#### [THE TASK]
Find every line in the entries below that contains the word "volcanic", and copy each of those lines in full.

-*-*-

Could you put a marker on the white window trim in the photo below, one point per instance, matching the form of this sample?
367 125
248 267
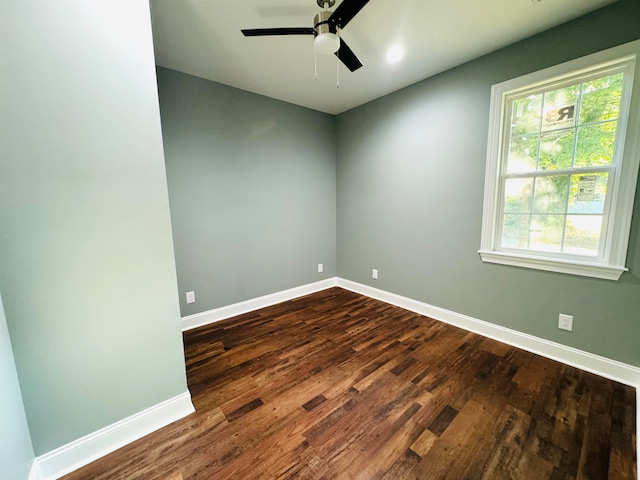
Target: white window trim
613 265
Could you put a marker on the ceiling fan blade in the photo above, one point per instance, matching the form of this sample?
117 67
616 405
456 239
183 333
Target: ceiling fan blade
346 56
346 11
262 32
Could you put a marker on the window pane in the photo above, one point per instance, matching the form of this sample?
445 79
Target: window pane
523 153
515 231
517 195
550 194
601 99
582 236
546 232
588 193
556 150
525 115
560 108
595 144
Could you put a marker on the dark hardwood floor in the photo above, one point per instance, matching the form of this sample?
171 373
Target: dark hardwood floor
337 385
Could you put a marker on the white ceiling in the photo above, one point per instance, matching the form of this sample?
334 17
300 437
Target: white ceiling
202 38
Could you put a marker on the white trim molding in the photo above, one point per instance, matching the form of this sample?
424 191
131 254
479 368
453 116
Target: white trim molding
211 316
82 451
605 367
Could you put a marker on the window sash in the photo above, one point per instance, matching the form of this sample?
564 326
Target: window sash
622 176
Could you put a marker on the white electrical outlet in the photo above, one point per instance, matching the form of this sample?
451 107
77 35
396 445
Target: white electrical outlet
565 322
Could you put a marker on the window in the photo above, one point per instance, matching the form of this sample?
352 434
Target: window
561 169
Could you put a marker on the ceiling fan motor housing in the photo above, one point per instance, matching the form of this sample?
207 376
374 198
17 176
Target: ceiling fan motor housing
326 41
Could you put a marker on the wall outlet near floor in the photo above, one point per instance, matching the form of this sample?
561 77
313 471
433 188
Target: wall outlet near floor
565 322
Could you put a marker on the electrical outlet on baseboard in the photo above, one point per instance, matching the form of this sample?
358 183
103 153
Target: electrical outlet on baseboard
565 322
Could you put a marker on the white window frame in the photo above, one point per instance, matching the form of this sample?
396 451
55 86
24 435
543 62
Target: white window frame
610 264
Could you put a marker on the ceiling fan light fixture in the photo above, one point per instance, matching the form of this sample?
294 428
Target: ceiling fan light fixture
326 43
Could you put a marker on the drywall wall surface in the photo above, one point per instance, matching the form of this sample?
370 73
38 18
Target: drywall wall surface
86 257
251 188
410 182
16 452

-*-*-

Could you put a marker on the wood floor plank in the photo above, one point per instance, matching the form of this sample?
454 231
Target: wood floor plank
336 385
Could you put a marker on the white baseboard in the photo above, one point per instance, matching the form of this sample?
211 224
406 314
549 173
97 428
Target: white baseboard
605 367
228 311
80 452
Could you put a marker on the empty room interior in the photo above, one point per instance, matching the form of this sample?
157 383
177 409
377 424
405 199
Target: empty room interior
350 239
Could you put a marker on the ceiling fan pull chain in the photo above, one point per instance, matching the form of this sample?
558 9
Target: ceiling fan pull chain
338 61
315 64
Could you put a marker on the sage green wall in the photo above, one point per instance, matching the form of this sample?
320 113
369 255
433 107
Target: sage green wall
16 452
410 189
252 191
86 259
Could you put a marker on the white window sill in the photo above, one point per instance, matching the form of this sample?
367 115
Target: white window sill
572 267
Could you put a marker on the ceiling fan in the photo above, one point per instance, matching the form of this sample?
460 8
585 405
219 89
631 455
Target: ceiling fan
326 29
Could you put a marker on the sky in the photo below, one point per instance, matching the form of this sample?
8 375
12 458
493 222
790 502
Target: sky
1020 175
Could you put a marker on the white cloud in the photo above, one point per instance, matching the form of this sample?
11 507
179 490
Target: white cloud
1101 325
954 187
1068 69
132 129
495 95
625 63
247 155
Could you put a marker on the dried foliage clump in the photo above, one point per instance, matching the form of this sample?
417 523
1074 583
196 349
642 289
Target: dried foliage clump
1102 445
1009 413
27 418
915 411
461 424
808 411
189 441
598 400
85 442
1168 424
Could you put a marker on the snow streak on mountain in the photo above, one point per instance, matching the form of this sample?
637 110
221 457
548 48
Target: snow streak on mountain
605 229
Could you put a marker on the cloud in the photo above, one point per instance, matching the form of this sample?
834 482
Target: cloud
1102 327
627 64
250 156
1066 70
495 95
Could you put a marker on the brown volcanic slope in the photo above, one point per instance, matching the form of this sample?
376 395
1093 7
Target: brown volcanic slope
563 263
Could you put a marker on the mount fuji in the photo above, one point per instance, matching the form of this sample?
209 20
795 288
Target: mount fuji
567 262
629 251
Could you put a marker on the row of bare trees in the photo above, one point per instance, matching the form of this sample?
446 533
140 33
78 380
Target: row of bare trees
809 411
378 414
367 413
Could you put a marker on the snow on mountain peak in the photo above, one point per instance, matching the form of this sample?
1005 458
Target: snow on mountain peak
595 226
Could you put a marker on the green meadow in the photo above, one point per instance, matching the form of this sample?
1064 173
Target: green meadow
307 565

-*-*-

#### [TASK RESPONSE]
Could you put a marker on the brown volcanic slope in the photo above, one point per instance, matching the form of this sample?
Target: brown volcanic slope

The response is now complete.